Consulta nº 066/07

EMENTA:       ICMS. MERCADORIA IMPORTADA DE PAÍSES COM OS QUAIS O BRASIL MANTENHA TRATADO INTERNACIONAL QUE CONTENHA CLÁUSULA DE RECIPROCIDADE DE TRATAMENTO TRIBUTÁRIO TERÁ O MESMO TRATAMENTO DADO AO SIMILAR NACIONAL.FRUTAS FRESCAS IMPORTADAS: NÃO SE APLICA A ISENÇÃO PREVISTA NO ART. 2°, I, “E”, SE FOREM DESTINADAS À INDUSTRIALIZAÇÃO (§ 1°, I).TRATAMENTO NÃO UNIFORME EM TODO O TERRITÓRIO NACIONAL: O PRODUTO IMPORTADO TERÁ O MESMO TRATAMENTO PREVISTO PELA LEGISLAÇÃO DO ESTADO POR ONDE SE DER A IMPORTAÇÃO.PÊRAS E MAÇÃS IMPORTADAS DE PAÍS MEMBRO DA ALADI OU DO MERCOSUL, POR ESTABELECIMENTO SITUADO EM SANTA CATARINA, GOZAM DE ISENÇÃO, SALVO QUANDO DESTINADAS À INDUSTRIALIZAÇÃO.

01 - DA CONSULTA.

A consulente em epígrafe informa que atua no ramo de cultivo de maçãs. Considerando o disposto no art. 2°, I, “e”, c/c art. 3°, I, ambos do Anexo 2 do RICMS-SC/01, formula consulta sobre o tratamento tributário na importação de maçãs e pêras de países membros da ALADI e do MERCOSUL.

• _Material selecionado_

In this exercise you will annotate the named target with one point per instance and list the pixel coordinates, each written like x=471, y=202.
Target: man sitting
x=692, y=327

...

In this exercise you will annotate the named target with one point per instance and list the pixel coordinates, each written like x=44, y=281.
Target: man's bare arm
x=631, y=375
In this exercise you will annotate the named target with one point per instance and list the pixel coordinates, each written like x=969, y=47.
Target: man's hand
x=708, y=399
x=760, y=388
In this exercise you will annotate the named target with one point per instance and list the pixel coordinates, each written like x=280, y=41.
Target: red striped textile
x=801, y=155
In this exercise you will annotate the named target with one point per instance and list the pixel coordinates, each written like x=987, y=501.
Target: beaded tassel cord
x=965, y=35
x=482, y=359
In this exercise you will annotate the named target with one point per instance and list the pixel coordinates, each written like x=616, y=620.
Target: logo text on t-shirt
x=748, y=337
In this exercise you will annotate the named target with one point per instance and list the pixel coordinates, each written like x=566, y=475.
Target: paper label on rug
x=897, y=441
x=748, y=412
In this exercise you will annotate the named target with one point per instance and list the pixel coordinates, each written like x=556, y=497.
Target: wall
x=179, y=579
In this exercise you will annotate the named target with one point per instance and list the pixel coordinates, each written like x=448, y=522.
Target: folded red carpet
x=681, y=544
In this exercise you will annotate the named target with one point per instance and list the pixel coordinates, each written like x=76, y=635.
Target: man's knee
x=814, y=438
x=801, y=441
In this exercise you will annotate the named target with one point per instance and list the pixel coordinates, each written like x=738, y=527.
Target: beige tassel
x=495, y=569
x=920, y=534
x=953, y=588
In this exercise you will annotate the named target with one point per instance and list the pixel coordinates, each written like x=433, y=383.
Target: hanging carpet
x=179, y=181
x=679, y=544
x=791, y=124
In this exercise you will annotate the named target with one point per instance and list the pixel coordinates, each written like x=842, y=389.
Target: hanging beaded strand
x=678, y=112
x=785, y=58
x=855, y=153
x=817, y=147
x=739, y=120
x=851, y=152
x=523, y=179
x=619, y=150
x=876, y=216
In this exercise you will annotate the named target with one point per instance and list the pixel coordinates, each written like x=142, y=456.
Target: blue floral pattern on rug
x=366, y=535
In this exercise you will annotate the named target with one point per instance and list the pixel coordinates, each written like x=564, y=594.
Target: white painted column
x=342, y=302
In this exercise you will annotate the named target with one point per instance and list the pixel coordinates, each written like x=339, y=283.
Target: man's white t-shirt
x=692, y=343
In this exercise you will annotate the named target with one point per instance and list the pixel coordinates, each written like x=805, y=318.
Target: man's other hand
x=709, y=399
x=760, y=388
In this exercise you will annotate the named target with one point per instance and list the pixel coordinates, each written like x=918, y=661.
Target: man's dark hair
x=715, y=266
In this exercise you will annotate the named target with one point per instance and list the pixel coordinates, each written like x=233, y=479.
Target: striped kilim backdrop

---

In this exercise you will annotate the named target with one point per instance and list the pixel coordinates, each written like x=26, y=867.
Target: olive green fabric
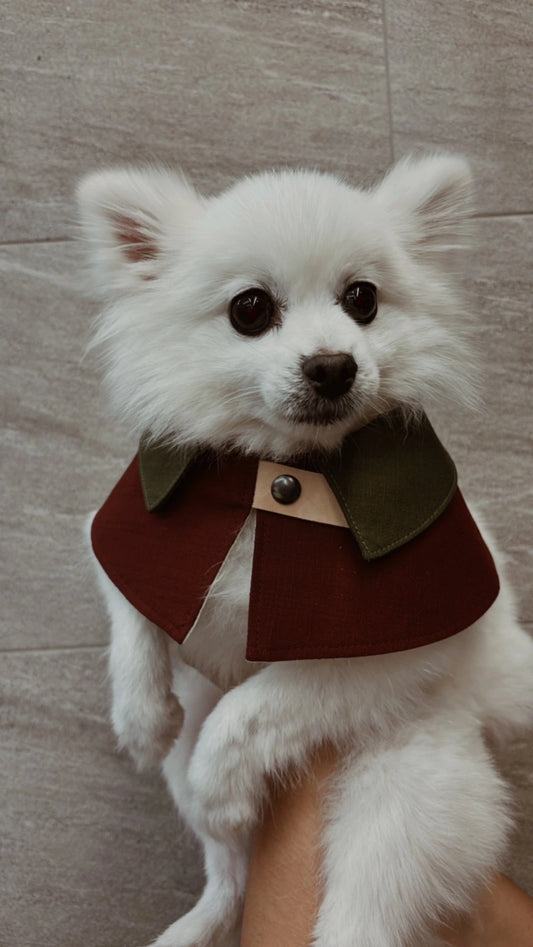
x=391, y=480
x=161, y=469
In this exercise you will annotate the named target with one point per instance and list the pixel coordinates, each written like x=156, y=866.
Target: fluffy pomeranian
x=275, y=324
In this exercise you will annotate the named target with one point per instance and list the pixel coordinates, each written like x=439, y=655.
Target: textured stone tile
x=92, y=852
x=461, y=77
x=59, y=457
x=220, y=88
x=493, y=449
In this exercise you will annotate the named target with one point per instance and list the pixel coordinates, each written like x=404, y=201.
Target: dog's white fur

• _Objetivos_
**a)** Na consulta sobre ICMS, em que ramo a consulente informa atuar?
**b)** Transcreva da consulta sobre ICMS tudo o que vai de “A consulente em” até “e do MERCOSUL.”.

• _Soluções comentadas_
**a)** No ramo de cultivo de maçãs.

**b)**
A consulente em epígrafe informa que atua no ramo de cultivo de maçãs. Considerando o disposto no art. 2°, I, “e”, c/c art. 3°, I, ambos do Anexo 2 do RICMS-SC/01, formula consulta sobre o tratamento tributário na importação de maçãs e pêras de países membros da ALADI e do MERCOSUL.